* **Data for this exercise**:
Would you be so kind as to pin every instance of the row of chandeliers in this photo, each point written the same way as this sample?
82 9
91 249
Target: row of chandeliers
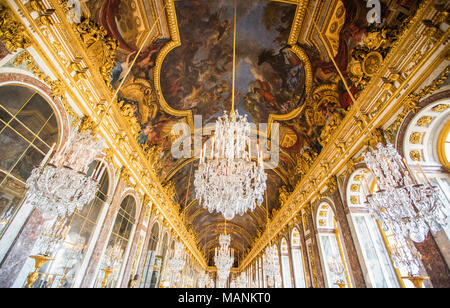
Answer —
230 182
63 184
402 205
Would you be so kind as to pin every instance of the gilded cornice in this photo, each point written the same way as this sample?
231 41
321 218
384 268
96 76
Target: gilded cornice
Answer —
176 42
378 104
12 33
65 53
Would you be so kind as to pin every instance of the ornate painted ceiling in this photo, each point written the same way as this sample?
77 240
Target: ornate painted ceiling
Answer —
283 71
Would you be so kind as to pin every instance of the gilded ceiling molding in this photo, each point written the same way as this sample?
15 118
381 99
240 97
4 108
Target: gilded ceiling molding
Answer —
12 33
377 103
174 43
58 88
412 101
89 94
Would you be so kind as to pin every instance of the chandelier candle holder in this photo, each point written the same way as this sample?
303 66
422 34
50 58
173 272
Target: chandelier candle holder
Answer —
112 259
224 258
271 266
409 208
61 187
228 181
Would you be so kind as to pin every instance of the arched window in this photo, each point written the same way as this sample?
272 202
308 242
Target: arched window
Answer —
28 129
63 271
297 259
443 146
426 149
376 260
331 251
150 258
285 265
119 239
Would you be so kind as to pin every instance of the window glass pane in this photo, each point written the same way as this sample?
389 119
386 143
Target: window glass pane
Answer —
11 195
27 163
20 129
12 147
120 237
12 98
23 113
49 133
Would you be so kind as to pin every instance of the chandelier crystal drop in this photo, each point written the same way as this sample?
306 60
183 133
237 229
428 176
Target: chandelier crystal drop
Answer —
224 258
227 180
241 281
113 255
203 280
271 265
409 208
62 187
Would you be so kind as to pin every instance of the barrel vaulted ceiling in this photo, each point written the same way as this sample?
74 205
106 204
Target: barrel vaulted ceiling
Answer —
284 75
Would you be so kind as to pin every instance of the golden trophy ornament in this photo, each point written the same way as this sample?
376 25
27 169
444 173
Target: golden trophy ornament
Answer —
107 272
417 281
39 261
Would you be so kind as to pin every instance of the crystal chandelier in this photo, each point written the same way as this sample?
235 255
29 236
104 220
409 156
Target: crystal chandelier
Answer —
227 180
113 255
224 258
241 281
62 187
409 208
178 260
203 280
271 265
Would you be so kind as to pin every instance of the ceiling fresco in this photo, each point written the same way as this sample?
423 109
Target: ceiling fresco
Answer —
284 74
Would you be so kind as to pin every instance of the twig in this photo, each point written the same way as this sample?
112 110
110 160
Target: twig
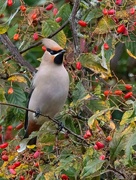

* **Written problem**:
Copy out all of the data above with "in this photo" replaced by "in this picture" wherever it appears, keeping everything else the same. Leave out the pictures.

* **Solution for this problem**:
Would you be so kind as to pin every instance of the row of chandeliers in this picture, each point written the same way as this sample?
82 9
91 249
Target: row of chandeliers
Answer —
230 182
63 184
402 205
Would you be so kind as to pin every instance of the gilded cornice in this picture, each point written the same way as this sample?
231 41
321 218
384 268
96 76
Target: gilded cornice
Answer —
176 42
378 104
12 33
65 53
Would you be so kind as to pin every instance of the ornate painted ceiling in this picture, each point written the same way as this sample?
77 240
Target: ornate painted ceiling
Answer —
283 71
Would you be so kind as to pin every instance of the gilded ceiling molding in this picture, each point written the same way as this sample?
15 118
381 99
240 97
4 108
Target: gilded ceiling molding
Answer —
12 33
377 103
174 43
58 88
412 101
89 94
Would you be so kind as to pin every instance of the chandelier candle holder in this picture, each point written the same way as this sample?
303 66
422 34
50 58
173 272
Target: chandelier candle holder
Answer —
112 259
224 258
271 266
409 208
61 187
228 181
Would you be so kind as to pin every instance of the arched window in this picture, each point written the same way as this sample?
272 202
308 242
Target: arched window
Answer —
28 129
63 271
297 259
443 146
426 149
376 260
331 251
150 258
285 265
119 239
Would you be so kind as to pin every instance of the window glass pane in this picture, each point written the same way as this sample?
389 119
386 143
Target: window glass pane
Answer —
11 195
27 163
20 129
12 147
120 237
12 98
23 113
49 133
Would you be so kind as to pin every instance of the chandelier crystal drop in this picture, each point written the same way as this sample?
306 60
183 133
237 229
428 176
Target: chandelier crystal drop
Answer —
224 258
227 180
241 281
113 255
203 280
271 265
409 208
62 187
Would you be so kind as to pin every instance of the barrel vaulted ceiling in this picture, each point written the same way as this sample?
74 205
106 204
Target: barrel vaulted ceiling
Answer —
284 75
Would you be so kind as to pin every instance of the golden trophy ornament in this picture, each point written the same way as this sample?
376 25
27 169
444 173
Target: golden trophy ornament
Answer —
107 272
417 281
39 261
Would you be so kind as to pin every instance of the crystal chandelier in this picture, each point written the same way as this sample?
235 255
29 236
104 220
409 156
Target: crystal chandelier
Answer —
227 180
113 255
224 258
241 281
62 187
409 208
178 260
203 280
271 265
Would you be so kind as to pin every instance of the ceiling fresco in this picture, each point written the same way as this sample?
423 109
Target: ceiling fresco
Answer —
284 74
Would you be so kind as to pin every instance of the twig in this picture, each point written the same way as this sample?
112 110
110 160
Target: twig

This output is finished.